**Your instructions:**
Please write out every one of the rows below word for word, leaving the images out.

**Record list:**
====================

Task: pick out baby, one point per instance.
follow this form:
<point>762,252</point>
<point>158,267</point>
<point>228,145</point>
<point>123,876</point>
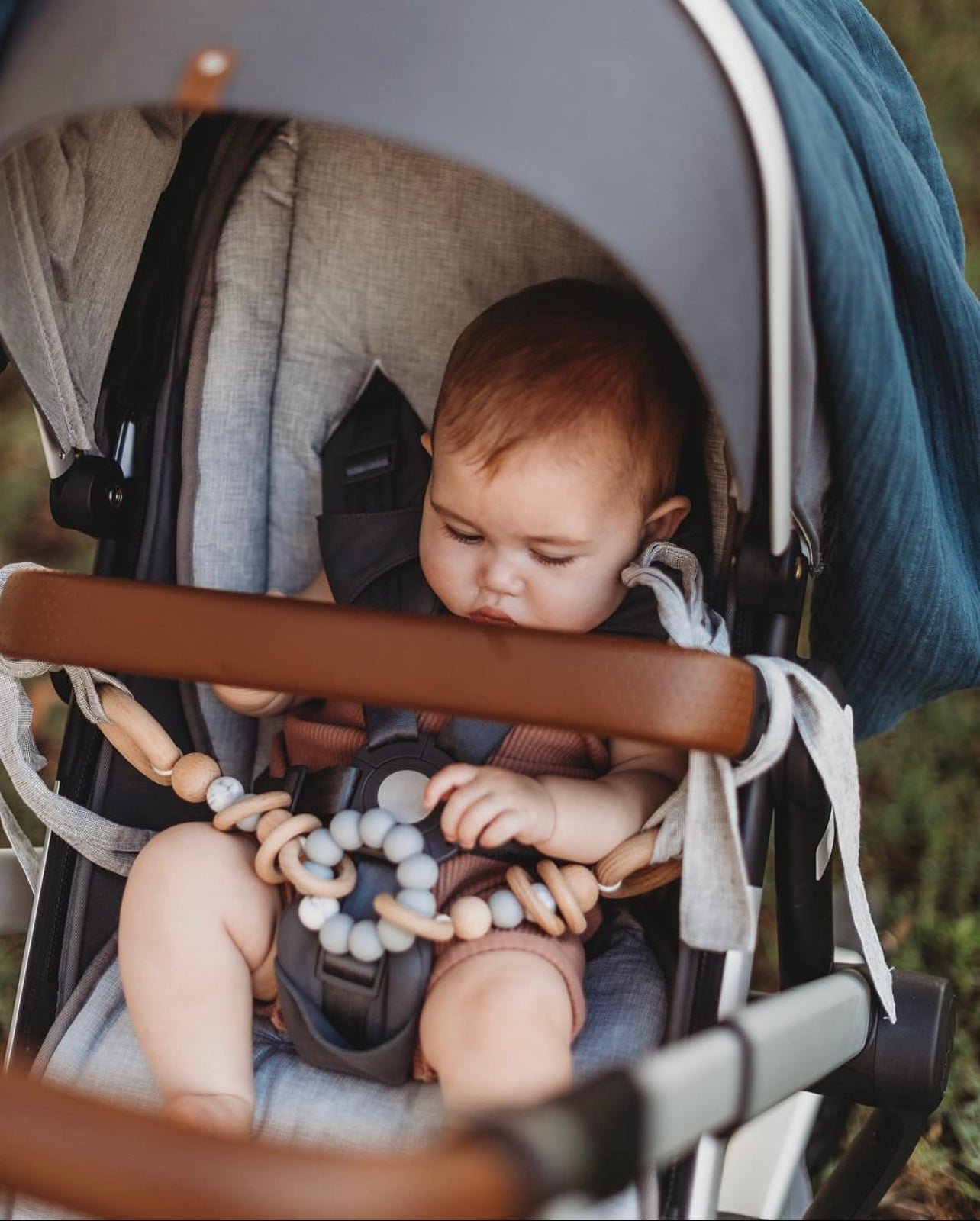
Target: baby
<point>555,451</point>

====================

**The completed task:**
Task: pick out baby, one point per instance.
follow this form:
<point>762,252</point>
<point>158,267</point>
<point>228,145</point>
<point>123,876</point>
Target: baby
<point>555,451</point>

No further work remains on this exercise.